▶ **Given instruction**:
Reproduce every record exactly as it appears, but not the pictures.

[Pointing dataset records]

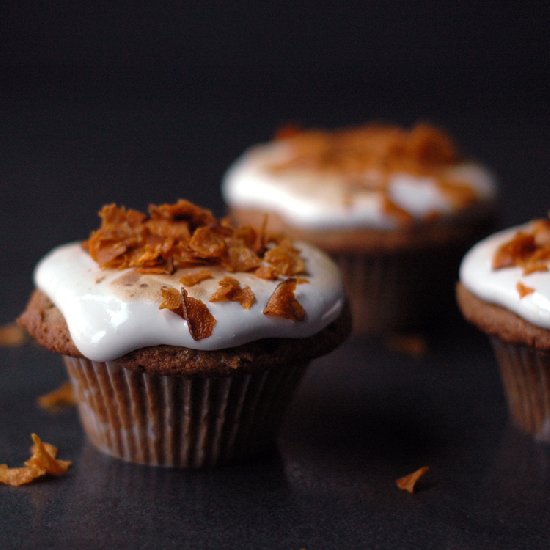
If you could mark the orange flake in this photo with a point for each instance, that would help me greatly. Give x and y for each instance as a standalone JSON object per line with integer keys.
{"x": 515, "y": 251}
{"x": 286, "y": 259}
{"x": 42, "y": 461}
{"x": 200, "y": 321}
{"x": 230, "y": 290}
{"x": 207, "y": 244}
{"x": 43, "y": 457}
{"x": 408, "y": 482}
{"x": 267, "y": 272}
{"x": 183, "y": 235}
{"x": 524, "y": 290}
{"x": 60, "y": 397}
{"x": 171, "y": 298}
{"x": 241, "y": 258}
{"x": 195, "y": 277}
{"x": 283, "y": 303}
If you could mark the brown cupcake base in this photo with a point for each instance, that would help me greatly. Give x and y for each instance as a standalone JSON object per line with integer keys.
{"x": 181, "y": 421}
{"x": 400, "y": 290}
{"x": 525, "y": 375}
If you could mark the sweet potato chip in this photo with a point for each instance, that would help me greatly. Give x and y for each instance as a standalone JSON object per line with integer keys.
{"x": 408, "y": 482}
{"x": 230, "y": 290}
{"x": 171, "y": 299}
{"x": 283, "y": 303}
{"x": 42, "y": 461}
{"x": 524, "y": 290}
{"x": 195, "y": 277}
{"x": 206, "y": 243}
{"x": 12, "y": 335}
{"x": 43, "y": 457}
{"x": 529, "y": 250}
{"x": 200, "y": 321}
{"x": 58, "y": 398}
{"x": 515, "y": 251}
{"x": 241, "y": 258}
{"x": 174, "y": 236}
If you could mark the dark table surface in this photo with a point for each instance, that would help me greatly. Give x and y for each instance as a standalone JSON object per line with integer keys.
{"x": 362, "y": 417}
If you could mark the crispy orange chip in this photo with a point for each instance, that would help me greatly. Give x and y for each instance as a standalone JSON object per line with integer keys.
{"x": 44, "y": 457}
{"x": 58, "y": 398}
{"x": 266, "y": 272}
{"x": 195, "y": 277}
{"x": 408, "y": 482}
{"x": 12, "y": 335}
{"x": 230, "y": 290}
{"x": 172, "y": 237}
{"x": 200, "y": 321}
{"x": 241, "y": 258}
{"x": 42, "y": 461}
{"x": 529, "y": 250}
{"x": 171, "y": 299}
{"x": 283, "y": 303}
{"x": 285, "y": 259}
{"x": 524, "y": 290}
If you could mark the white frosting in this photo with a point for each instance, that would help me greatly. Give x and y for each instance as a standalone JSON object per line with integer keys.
{"x": 499, "y": 286}
{"x": 320, "y": 201}
{"x": 110, "y": 312}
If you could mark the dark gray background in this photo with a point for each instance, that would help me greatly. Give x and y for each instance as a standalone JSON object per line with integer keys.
{"x": 139, "y": 103}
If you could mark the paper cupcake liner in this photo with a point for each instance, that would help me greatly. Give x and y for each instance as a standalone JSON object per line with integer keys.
{"x": 180, "y": 421}
{"x": 526, "y": 379}
{"x": 399, "y": 290}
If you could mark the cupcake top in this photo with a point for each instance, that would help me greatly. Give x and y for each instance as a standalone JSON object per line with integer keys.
{"x": 377, "y": 176}
{"x": 511, "y": 269}
{"x": 180, "y": 277}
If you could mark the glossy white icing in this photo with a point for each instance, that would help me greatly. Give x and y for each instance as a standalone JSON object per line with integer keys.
{"x": 112, "y": 312}
{"x": 309, "y": 199}
{"x": 499, "y": 286}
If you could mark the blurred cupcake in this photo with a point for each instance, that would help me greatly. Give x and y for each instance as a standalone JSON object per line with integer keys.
{"x": 184, "y": 337}
{"x": 504, "y": 290}
{"x": 396, "y": 208}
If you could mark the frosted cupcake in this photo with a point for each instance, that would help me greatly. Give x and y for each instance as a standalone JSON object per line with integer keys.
{"x": 505, "y": 291}
{"x": 396, "y": 208}
{"x": 184, "y": 336}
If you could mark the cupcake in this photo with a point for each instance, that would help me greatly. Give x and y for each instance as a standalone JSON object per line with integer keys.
{"x": 504, "y": 290}
{"x": 184, "y": 336}
{"x": 396, "y": 208}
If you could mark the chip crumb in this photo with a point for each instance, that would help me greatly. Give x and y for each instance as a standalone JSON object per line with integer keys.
{"x": 413, "y": 345}
{"x": 200, "y": 321}
{"x": 179, "y": 236}
{"x": 12, "y": 335}
{"x": 230, "y": 290}
{"x": 529, "y": 250}
{"x": 43, "y": 461}
{"x": 408, "y": 482}
{"x": 283, "y": 303}
{"x": 524, "y": 290}
{"x": 195, "y": 277}
{"x": 57, "y": 399}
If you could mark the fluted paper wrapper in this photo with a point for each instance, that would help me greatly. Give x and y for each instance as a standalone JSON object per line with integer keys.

▶ **Response for this exercise**:
If you could mark the orange flake in this photo with a point for each instance, that would help me greatly. Give x and y for each instance as a standalone JSON object per line with integer keys.
{"x": 515, "y": 251}
{"x": 286, "y": 259}
{"x": 42, "y": 461}
{"x": 200, "y": 321}
{"x": 230, "y": 290}
{"x": 207, "y": 244}
{"x": 43, "y": 457}
{"x": 408, "y": 482}
{"x": 267, "y": 272}
{"x": 183, "y": 235}
{"x": 524, "y": 290}
{"x": 60, "y": 397}
{"x": 171, "y": 298}
{"x": 241, "y": 258}
{"x": 195, "y": 277}
{"x": 283, "y": 303}
If you could mark the brown cupcake base in this photo with a point for each instance, that would help me greatly. Give x and y for each instance as a standalone JSON object per line with integer keys.
{"x": 181, "y": 421}
{"x": 400, "y": 290}
{"x": 525, "y": 375}
If you could mark the sweet potato chip in this photo with a point for each instance, that would help me greatly. Give x and y for each instance as a standalone JSON object per line with integer keys.
{"x": 408, "y": 482}
{"x": 230, "y": 290}
{"x": 171, "y": 299}
{"x": 283, "y": 303}
{"x": 42, "y": 461}
{"x": 524, "y": 290}
{"x": 195, "y": 277}
{"x": 206, "y": 243}
{"x": 12, "y": 335}
{"x": 43, "y": 457}
{"x": 529, "y": 250}
{"x": 200, "y": 321}
{"x": 58, "y": 398}
{"x": 515, "y": 251}
{"x": 241, "y": 258}
{"x": 174, "y": 236}
If you could mark the dark table surface in this photo with a point for each instance, that would help me greatly. Give x and y for each instance as a standalone JSON object per line with integer keys.
{"x": 362, "y": 417}
If you could mark the crispy orange chip in this photo with a point for each instance, that would help me greatly. Give x and y for each instance as a standalone JSON object per line with integer keys.
{"x": 44, "y": 457}
{"x": 58, "y": 398}
{"x": 266, "y": 272}
{"x": 195, "y": 277}
{"x": 408, "y": 482}
{"x": 12, "y": 335}
{"x": 230, "y": 290}
{"x": 172, "y": 237}
{"x": 200, "y": 321}
{"x": 241, "y": 258}
{"x": 42, "y": 461}
{"x": 529, "y": 250}
{"x": 171, "y": 299}
{"x": 283, "y": 303}
{"x": 285, "y": 259}
{"x": 524, "y": 290}
If you could mark the white frosting in this photo with a point for each instance, that would help me greatly. Give x and y for each instance as a standalone JSON object per line with integer keys.
{"x": 499, "y": 286}
{"x": 320, "y": 201}
{"x": 110, "y": 312}
If you could mark the dark gray background in this photo with a point for each instance, that would help me greatly. Give x and y for each instance as a standalone JSON object per line with integer keys.
{"x": 139, "y": 103}
If you could mark the paper cupcake liner in this photo with a point for each instance, that would help me greatly. Give x and y for each instance as a standalone JSON object per line with integer keys.
{"x": 180, "y": 421}
{"x": 526, "y": 379}
{"x": 399, "y": 290}
If you could mark the cupcake top in this photo with a point for each instance, that would help me greatly. Give x and y for each instance as a standalone JSON object per line with integer keys.
{"x": 377, "y": 176}
{"x": 511, "y": 269}
{"x": 180, "y": 277}
If you could mark the glossy white icing in this photo with a point for each instance, that would help me greatly. Give x and y for each instance as a standalone JSON object per line with integer keys.
{"x": 112, "y": 312}
{"x": 309, "y": 199}
{"x": 499, "y": 286}
If you could mark the blurred cupcake in this photo with a point for each instance, that would help me greatly. Give x and y for each instance as a standalone JSON object per line with integer keys.
{"x": 184, "y": 337}
{"x": 504, "y": 290}
{"x": 396, "y": 208}
If you could mark the frosted cupcake in this photo with a point for each instance, that would help me greatly. Give x and y for each instance as a standalone JSON object per line with integer keys.
{"x": 505, "y": 291}
{"x": 396, "y": 208}
{"x": 184, "y": 336}
If you could mark the cupcake in this photo with a point for each instance, that would help me greatly. Give x and y for each instance as a standalone JSON object per line with integer keys.
{"x": 504, "y": 290}
{"x": 184, "y": 336}
{"x": 396, "y": 208}
If you could mark the chip crumb in this photo with a point for each instance, that would help me greatly. Give x and y for each instance as a standalone JSON object per line with integer keys.
{"x": 413, "y": 345}
{"x": 200, "y": 321}
{"x": 179, "y": 236}
{"x": 12, "y": 335}
{"x": 230, "y": 290}
{"x": 529, "y": 250}
{"x": 43, "y": 461}
{"x": 408, "y": 482}
{"x": 283, "y": 303}
{"x": 524, "y": 290}
{"x": 195, "y": 277}
{"x": 57, "y": 399}
If you could mark the fluted paper wrapper in this photo with a point for each instance, that would help me greatly. Give x and y for each instance as a standalone JSON object per line with integer keys.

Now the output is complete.